Ваши задания —
[A] Ответьте на вопросы по рецензии на книги Александра Михайлова, каждый ответ дайте с новой строки с той же пометкой.
(i) В каком издательстве и в каком году вышла книга «Поэты и поэзия»?
(ii) Сколько страниц в книге «Константин Ваншенкин. Очерк поэзии»?
(iii) Каким словом, по мнению рецензента, А. Прокофьев описал бы то, как Михайлов пишет о стихах?
[B] Напишите продолжение рецензии на книги Александра Михайлова, начав сразу после предложения «Поэзия – его органическая стихия».

Цитируемый текст —

Поэты, поэзия и критик
Ал. Михайлов, Поэты и поэзия. Портреты, проблемы, тенденции развития современной поэзии, «Просвещение», М. 1978, 223 стр.: его же, Константин Ваншенкин. Очерк поэзии, «Художественная литература», М. 1979, 207 стр.
Книга «Поэты и поэзия» и книга «Константин Ваншенкин» связаны не только именем автора- Александра Михайлова.
Работы этого критика отличаются широтой взгляда, чувством слова, ощущением поэтической ткани.
Критиков, пишущих о поэзии – от рецензий до диссертаций, – немало. Критиков, чувствующих стихи, гораздо меньше. Может быть, я заблуждаюсь, но все критики, интересно писавшие о стихах, начинали со стихов, равно как и все искусствоведы, видящие живопись (или графику) изнутри, владеют кистью (или пером). Не знаю, приходилось ли А. Михайлову сочинять стихи, но о стихах он пишет раскованно, ярко и, как сказал бы А. Прокофьев, «взахлеб». Поэзия – его органическая стихия.

Фрагмент данных —
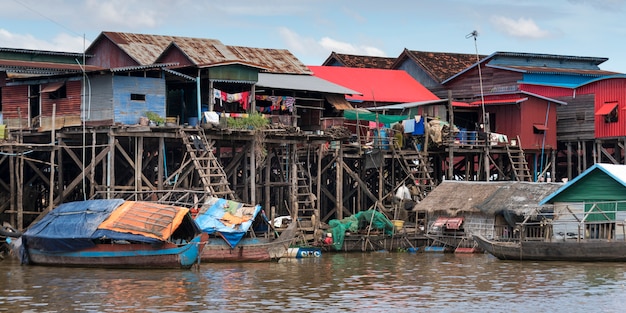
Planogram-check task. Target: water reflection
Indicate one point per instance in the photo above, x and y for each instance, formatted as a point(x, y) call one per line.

Ответы по порядку —
[A]
(i) В издательстве «Просвещение», в 1978 году.
(ii) 207 страниц.
(iii) «Взахлеб».

[B]
Даже когда я не согласен с ним – скажем, кого считать крупнейшим поэтом России в послевоенные десятилетия (а иногда имеет смысл поговорить о том, кто больше, кто ярче, кто полнее выражает время, кто оказывает наибольшее влияние на современников!), – я отмечаю заинтересованность критика, его волнение, его внутреннюю «накачку» и, конечно, размах.
А. Михайлову неведомы узость, эстетические шоры – поэты самых разных направлений, самых разных школ заставляют его говорить взволнованно и с любовью: Леонид Мартынов, Василий Федоров, Сергей Орлов, Владимир Соколов, Евгений Евтушенко, Константин Ваншёнкин…
Это очень разные поэты, и образ, с которого начинается книга о К. Ваншенкине, правомерен: «Критик, пишущий о поэзии, напоминает радиоприемник: ему необходимо точно настроиться на эмоциональную волну того поэта, о котором он пишет. Иначе до него не дойдут позывные сердца».
Поэтому к каким бы разным поэтам или даже направлениям поэзии критик ни обращался, он обнаруживает в них непреходяще талантливое, социально значимое, точно вписанное в данную эпоху.
Достоинство работ А. Михайлова в том, что его герои включаются в историю советской литературы и что история эта присутствует в их движении. Отброшено второстепенное или третьестепенное. Остались портреты, откинуты наброски. И есть неизменное – есть имена-ориентиры. Нельзя писать о Л. Мартынове, не упоминая В. Маяковского и Н. Асеева, нельзя говорить о В. Федорове без А. Прокофьева, о С. Орлове – без поэтов его поколения и без Н. Тихонова.
Может быть, отсюда свобода изложения, та свобода, которая возникает при убежденности и при точности позиции.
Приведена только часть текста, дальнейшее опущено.